What the task asks
Reproduce only the lines from the line containing "smoke in the photo above." to the end of the entries below, including both of those lines.

Entries

begin

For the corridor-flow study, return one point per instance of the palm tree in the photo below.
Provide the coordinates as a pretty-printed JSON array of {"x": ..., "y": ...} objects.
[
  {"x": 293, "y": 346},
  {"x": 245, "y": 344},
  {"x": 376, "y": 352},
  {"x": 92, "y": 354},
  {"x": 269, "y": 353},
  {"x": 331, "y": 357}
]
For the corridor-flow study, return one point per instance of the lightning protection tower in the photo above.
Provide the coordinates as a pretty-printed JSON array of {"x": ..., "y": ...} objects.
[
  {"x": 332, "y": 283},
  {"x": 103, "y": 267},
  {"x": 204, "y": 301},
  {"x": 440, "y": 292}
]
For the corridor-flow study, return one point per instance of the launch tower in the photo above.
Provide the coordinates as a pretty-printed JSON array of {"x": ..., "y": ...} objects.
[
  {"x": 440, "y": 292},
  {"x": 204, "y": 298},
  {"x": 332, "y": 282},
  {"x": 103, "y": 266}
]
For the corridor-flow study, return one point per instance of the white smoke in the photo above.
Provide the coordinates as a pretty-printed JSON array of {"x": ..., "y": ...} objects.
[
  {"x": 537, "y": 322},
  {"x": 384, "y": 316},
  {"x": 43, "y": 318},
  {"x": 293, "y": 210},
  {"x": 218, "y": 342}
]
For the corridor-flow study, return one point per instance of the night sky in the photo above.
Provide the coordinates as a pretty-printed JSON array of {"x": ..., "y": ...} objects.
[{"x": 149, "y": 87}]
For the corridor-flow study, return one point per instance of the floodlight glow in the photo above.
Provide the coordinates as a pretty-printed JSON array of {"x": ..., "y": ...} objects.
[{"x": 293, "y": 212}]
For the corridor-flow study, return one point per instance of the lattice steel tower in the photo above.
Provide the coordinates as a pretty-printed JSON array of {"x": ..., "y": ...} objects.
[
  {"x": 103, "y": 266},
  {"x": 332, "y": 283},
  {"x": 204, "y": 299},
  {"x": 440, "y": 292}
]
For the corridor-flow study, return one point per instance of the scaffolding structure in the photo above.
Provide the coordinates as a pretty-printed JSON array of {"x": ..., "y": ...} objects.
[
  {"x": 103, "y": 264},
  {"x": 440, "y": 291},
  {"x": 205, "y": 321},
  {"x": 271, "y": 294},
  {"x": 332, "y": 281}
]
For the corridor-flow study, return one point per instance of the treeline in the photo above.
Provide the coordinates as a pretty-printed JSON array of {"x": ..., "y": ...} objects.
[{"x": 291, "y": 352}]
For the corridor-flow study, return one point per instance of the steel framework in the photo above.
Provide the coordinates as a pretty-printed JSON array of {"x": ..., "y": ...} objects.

end

Answer to this problem
For the corridor-flow study, return one point per instance of the white smoke in the photo above.
Provide the coordinates as a pretty-printed JSON array of {"x": ..., "y": ...} objects.
[
  {"x": 537, "y": 322},
  {"x": 384, "y": 316},
  {"x": 43, "y": 318},
  {"x": 293, "y": 210},
  {"x": 218, "y": 342}
]
For the corridor-flow study, return one point per instance of the night sky in the photo above.
Provide the coordinates as a pretty-printed JSON array of {"x": ..., "y": ...} objects.
[{"x": 149, "y": 87}]
For the corridor-flow study, return one point per instance of the floodlight glow in the photo above.
Provide the coordinates as a pretty-printed JSON array of {"x": ..., "y": ...} objects.
[{"x": 293, "y": 212}]
For the corridor-flow study, return one point per instance of the lattice steel tower in the photo above.
Provide the coordinates as a pretty-printed JSON array of {"x": ..., "y": ...} objects.
[
  {"x": 103, "y": 266},
  {"x": 332, "y": 283},
  {"x": 204, "y": 299},
  {"x": 440, "y": 292}
]
For the corridor-flow study, return one point per instance of the scaffolding structure in the photo above.
Provide the coordinates as a pretty-printed JSON array of {"x": ..., "y": ...} objects.
[
  {"x": 103, "y": 264},
  {"x": 440, "y": 291},
  {"x": 205, "y": 321},
  {"x": 271, "y": 294},
  {"x": 332, "y": 281}
]
For the corridor-flow study, return one point per instance of the treeline in the photo above.
Provide the coordinates as a pretty-printed JSON array of {"x": ..., "y": ...} objects.
[{"x": 291, "y": 352}]
For the corridor-flow study, return one point per instance of the steel framework in the photo above.
Provide the coordinates as a pretty-printed JSON array of {"x": ..., "y": ...} objects.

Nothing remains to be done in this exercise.